* **INSTRUCTION A**
In the engine disassembly guide below, how much does the 429/460 engine weigh?
* **INSTRUCTION B**
Summarize the engine disassembly guide below in two sentences.

**** PASSAGE TO READ ****

With the engine out of the car, the time for disassembly has finally arrived. Once again, proper planning and preparation will make the task go much smoother. SAFETY FIRST! Getting your engine securely bolted to a good quality engine stand in a clean, well-lit area of your workspace is of the utmost importance. Remember, even a small-block V-8 engine weighs several hundred pounds, and the 429/460 weighs more than 700 lbs.
Set up your work area to accommodate the numerous parts that make up your engine and make sure you have ample containers, tags, etc. to store and keep track of the hardware for each component. Keeping your fasteners in order now will pay dividends in the form of time savings when it comes time to put the engine back together.
This Tech Tip is From the Full Book, HOW TO REBUILD BIG-BLOCK FORD ENGINES. For a comprehensive guide on this entire subject you can visit this link:
SHARE THIS ARTICLE: Please feel free to share this post on Facebook / Twitter / Google+ or any automotive Forums or blogs you read. You can use the social sharing buttons to the left, or copy and paste the website link: http://diyford.com/ultimate-big-block-ford-engine-disassembly-guide-step-by-step/
Step-1: Remove Flywheel/Flexplate (Professional Mechanic Tip, Important!)
With the engine out of the car and apart from the transmission, the first step before bolting it to the engine stand is to remove the flywheel/flex plate. Since the bolt pattern at the back of the crankshaft on Ford engines is asymmetrical, I use a punch to mark the flywheel, its retaining ring, and the flange of the crankshaft to avoid the painstaking process of attempting to line up the bolt holes during reassembly. This is the time to closely examine the teeth on the flywheel, which are engaged by the starter drive, for damage or wear. It is much easier and far less expensive to replace that damaged flywheel now than after the engine is back in the car.
Note: If for any reason the crankshaft is to be replaced, it should be noted that 385 series Ford engines use two different-size pilot bearings. Early production crankshafts feature the large pilot, as found in the FE series engines, while the later versions match the small-block series engines. In the case of cars equipped with automatic transmissions, replacing an early crankshaft with a later version, and vice versa, could create a mismatch with the torque converter.
A good, sturdy engine stand is a must for safety’s sake (remember the Lima series Ford engines weigh in excess of 700 lbs). Using an engine stand such as the one pictured will allow you to rotate the engine as needed and make the tasks of disassembly and assembly much easier. Note that I have spread a plastic tarp to catch any residual fluids draining from the block in order to keep my work area clean.

**** GIVEN DATA ****

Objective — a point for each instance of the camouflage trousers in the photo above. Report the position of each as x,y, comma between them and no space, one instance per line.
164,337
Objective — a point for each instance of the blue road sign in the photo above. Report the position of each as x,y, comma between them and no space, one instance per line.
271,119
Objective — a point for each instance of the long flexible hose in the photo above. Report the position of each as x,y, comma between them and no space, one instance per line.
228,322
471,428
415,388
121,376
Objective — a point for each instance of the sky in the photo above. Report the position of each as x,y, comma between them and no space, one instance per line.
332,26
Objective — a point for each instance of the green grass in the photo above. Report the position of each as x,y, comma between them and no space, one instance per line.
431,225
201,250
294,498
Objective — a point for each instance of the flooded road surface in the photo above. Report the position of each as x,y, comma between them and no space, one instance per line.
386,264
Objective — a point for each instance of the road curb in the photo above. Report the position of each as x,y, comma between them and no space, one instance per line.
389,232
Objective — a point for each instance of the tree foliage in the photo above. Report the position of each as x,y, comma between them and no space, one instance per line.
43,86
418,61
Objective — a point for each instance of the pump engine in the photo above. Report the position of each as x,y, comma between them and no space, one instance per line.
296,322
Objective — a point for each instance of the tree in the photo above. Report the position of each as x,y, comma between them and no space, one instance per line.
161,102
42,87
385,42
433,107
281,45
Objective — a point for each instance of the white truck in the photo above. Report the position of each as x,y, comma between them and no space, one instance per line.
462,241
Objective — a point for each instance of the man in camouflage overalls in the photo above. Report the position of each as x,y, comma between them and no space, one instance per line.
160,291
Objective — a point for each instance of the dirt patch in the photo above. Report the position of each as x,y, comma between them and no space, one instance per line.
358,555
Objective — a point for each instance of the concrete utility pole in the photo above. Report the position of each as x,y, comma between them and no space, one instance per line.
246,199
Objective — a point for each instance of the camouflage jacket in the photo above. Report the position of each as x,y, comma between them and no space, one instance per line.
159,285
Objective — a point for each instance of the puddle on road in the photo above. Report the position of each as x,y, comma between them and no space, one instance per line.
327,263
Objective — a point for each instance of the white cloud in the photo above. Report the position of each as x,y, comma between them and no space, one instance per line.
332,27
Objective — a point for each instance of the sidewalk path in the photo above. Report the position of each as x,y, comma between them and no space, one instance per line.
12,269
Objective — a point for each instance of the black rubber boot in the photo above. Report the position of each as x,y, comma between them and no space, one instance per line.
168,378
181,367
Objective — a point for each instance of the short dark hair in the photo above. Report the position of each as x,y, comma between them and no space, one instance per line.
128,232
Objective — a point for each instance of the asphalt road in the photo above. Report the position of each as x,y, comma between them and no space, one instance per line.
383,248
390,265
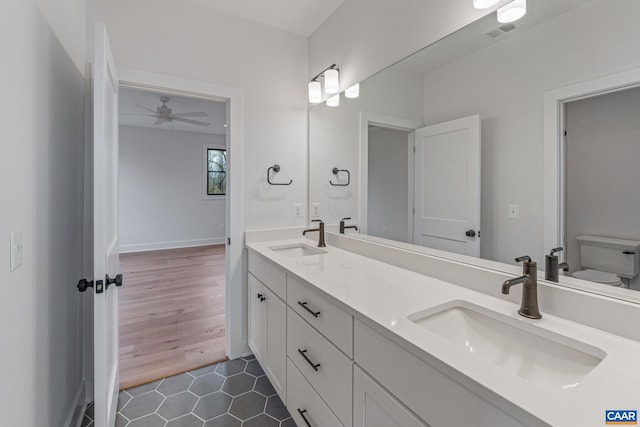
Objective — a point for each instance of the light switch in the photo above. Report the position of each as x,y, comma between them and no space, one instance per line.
17,249
514,211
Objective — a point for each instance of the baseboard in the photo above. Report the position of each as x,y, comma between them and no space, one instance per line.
76,411
145,247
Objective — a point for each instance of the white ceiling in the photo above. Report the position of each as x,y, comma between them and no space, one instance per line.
301,17
132,115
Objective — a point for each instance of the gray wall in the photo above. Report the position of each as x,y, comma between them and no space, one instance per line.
603,169
161,190
388,183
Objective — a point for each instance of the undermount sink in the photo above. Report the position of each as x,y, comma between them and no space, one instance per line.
535,354
296,250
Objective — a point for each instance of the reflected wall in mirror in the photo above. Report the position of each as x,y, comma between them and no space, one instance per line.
503,79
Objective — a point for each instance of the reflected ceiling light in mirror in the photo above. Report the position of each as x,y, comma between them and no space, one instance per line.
512,11
315,92
353,91
334,101
483,4
332,81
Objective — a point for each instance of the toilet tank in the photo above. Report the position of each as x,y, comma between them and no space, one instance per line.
618,256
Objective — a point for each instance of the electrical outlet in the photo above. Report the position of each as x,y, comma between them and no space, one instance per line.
17,249
297,210
315,210
513,211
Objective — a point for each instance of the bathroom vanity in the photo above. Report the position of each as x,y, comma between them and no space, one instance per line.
422,340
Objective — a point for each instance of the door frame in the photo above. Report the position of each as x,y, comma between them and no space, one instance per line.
389,122
236,337
554,145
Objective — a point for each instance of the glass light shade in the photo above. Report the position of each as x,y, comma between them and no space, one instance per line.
483,4
353,91
512,11
315,92
331,81
334,101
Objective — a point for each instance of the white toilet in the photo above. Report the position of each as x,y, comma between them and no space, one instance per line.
608,261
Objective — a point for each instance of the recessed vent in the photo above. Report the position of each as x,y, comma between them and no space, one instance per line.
504,29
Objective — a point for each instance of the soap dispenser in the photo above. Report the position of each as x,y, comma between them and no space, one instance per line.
552,267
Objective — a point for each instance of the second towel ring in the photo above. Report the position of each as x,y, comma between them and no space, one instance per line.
335,172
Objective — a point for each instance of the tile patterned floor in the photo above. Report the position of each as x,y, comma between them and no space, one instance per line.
235,393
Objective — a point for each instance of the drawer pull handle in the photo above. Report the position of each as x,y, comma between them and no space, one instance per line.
315,366
304,305
306,421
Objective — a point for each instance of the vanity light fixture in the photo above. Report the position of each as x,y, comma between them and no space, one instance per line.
353,91
512,11
331,76
483,4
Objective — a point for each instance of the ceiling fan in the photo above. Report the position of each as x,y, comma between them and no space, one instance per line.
164,114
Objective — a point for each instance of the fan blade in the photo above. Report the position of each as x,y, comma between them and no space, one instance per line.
194,114
147,109
193,122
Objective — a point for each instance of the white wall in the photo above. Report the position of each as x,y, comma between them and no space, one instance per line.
603,149
365,36
42,117
388,196
505,85
161,191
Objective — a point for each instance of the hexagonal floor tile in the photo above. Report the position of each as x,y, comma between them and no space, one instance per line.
276,408
175,384
248,405
207,384
213,405
264,386
261,421
223,421
143,404
235,385
177,405
231,367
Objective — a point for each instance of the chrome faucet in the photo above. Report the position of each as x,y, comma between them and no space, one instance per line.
551,266
529,279
320,231
342,226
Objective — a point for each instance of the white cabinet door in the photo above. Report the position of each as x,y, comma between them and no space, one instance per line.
447,186
375,407
257,318
276,357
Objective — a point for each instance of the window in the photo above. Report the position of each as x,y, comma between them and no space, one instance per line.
216,171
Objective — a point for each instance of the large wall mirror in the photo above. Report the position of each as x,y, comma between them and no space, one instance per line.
472,107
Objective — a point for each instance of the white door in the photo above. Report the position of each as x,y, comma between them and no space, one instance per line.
447,186
105,231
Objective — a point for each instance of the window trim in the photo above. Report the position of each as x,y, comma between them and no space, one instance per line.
205,172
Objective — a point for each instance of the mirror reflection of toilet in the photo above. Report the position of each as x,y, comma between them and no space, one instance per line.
609,261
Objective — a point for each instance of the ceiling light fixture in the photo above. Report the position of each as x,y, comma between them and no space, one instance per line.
483,4
513,11
353,91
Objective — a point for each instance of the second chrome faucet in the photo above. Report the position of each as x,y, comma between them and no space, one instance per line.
529,279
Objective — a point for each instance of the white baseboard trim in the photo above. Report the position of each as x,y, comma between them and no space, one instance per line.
145,247
76,411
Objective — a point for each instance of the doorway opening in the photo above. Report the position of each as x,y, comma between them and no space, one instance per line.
173,221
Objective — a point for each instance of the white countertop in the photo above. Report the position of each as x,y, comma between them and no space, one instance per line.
385,295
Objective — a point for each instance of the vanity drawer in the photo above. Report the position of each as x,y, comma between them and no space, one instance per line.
268,273
328,371
332,322
430,394
302,398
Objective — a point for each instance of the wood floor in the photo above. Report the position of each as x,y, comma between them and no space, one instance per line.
171,312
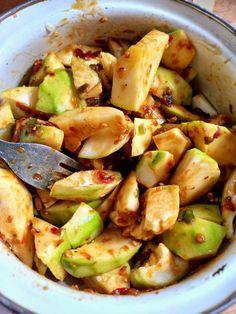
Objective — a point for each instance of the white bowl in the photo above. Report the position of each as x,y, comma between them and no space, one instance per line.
23,39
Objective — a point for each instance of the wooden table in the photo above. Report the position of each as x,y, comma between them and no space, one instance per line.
224,8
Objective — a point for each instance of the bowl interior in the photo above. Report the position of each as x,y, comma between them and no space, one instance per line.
34,31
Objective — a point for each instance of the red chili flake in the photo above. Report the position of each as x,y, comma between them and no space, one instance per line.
86,55
126,291
37,66
105,178
55,231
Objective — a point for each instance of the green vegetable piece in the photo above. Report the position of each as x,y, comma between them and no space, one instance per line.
228,206
180,112
199,239
180,51
107,252
50,244
143,131
161,269
57,93
135,70
213,140
21,99
110,281
86,186
195,175
173,141
41,68
154,167
172,89
33,130
84,226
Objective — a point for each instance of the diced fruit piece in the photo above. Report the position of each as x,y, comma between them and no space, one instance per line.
107,252
45,198
86,185
58,214
143,131
172,89
189,74
204,211
88,53
113,279
160,209
161,269
16,211
180,112
126,204
199,101
108,62
31,130
198,239
154,167
6,122
103,144
173,141
213,140
180,51
20,99
228,205
117,46
195,175
50,64
135,70
106,206
50,244
85,78
40,266
84,226
57,93
83,123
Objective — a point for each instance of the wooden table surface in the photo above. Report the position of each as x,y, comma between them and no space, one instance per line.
224,8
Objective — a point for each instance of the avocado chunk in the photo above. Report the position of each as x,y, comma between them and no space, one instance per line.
154,167
204,211
161,269
7,122
103,144
195,175
160,211
135,70
199,101
179,112
213,140
84,226
16,211
59,213
86,80
180,51
172,89
57,93
143,131
50,244
197,239
41,68
228,206
126,204
107,252
86,186
173,141
80,124
110,281
33,130
21,99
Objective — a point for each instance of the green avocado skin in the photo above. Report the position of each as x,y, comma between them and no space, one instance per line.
198,239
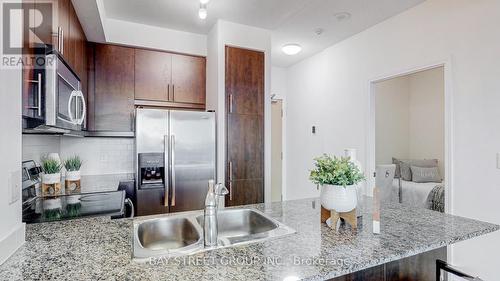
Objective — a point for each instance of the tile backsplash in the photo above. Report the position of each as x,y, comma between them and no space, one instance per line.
100,156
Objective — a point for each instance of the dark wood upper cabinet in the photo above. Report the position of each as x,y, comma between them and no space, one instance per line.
245,81
113,101
153,73
244,126
172,79
188,79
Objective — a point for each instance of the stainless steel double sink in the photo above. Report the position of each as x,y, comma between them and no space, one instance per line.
182,234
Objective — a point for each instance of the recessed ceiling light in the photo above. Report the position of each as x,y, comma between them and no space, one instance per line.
342,16
319,31
202,12
291,49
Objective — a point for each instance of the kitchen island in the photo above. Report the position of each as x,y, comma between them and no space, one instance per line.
101,249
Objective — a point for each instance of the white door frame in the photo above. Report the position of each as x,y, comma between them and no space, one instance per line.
283,146
449,144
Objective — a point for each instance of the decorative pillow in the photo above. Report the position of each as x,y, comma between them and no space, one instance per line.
403,166
397,173
423,174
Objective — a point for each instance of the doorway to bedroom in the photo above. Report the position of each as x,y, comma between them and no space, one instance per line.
410,133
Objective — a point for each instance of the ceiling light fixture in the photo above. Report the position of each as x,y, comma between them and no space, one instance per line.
342,16
291,49
202,12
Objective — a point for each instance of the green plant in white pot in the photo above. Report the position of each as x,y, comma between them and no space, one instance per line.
73,177
338,178
51,177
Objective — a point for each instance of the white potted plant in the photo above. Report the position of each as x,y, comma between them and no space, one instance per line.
73,177
338,178
51,177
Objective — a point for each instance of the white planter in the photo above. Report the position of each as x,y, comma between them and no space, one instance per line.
339,198
73,175
51,178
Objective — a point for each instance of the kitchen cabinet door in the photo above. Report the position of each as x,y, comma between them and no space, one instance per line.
188,79
244,126
113,101
153,75
244,81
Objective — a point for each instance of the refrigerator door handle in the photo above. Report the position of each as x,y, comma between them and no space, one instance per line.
230,180
165,159
172,163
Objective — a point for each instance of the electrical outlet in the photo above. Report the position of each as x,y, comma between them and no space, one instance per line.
14,184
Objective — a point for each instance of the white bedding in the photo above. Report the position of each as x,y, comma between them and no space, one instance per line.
414,194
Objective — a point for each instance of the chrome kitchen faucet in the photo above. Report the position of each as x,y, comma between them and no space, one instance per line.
211,207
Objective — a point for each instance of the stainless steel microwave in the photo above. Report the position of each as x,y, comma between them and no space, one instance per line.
56,104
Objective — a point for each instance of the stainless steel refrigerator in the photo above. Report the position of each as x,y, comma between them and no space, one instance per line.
176,152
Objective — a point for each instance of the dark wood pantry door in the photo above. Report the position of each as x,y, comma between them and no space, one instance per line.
244,126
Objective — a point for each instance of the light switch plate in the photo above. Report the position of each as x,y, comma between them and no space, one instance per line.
14,186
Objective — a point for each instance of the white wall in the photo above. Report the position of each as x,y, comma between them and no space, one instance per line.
100,156
227,33
11,227
147,36
278,82
410,117
334,86
279,88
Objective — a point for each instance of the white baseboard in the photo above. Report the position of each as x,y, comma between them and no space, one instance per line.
11,242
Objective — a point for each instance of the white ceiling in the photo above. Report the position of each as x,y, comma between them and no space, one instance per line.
291,21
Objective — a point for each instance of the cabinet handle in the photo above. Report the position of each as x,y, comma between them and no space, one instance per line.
166,176
172,159
230,103
230,180
62,41
59,38
38,106
39,82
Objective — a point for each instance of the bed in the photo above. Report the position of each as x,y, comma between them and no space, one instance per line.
424,195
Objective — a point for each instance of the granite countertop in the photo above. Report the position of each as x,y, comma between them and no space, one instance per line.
101,249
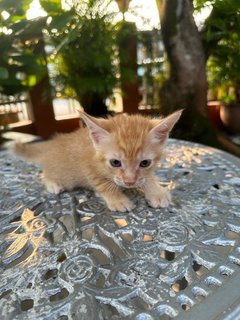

****

* **FULL RESPONSE A**
More than 700 lbs.

* **FULL RESPONSE B**
Taking the engine apart requires a sturdy, good-quality engine stand in a clean, well-lit work area, since the 429/460 weighs more than 700 lbs, along with containers and tags to keep each component's hardware in order. The first step, done before the engine is bolted to the stand, is to remove the flywheel/flexplate, marking it, its retaining ring, and the crankshaft flange with a punch so the asymmetrical bolt holes line up during reassembly, and to check the flywheel teeth for damage or wear.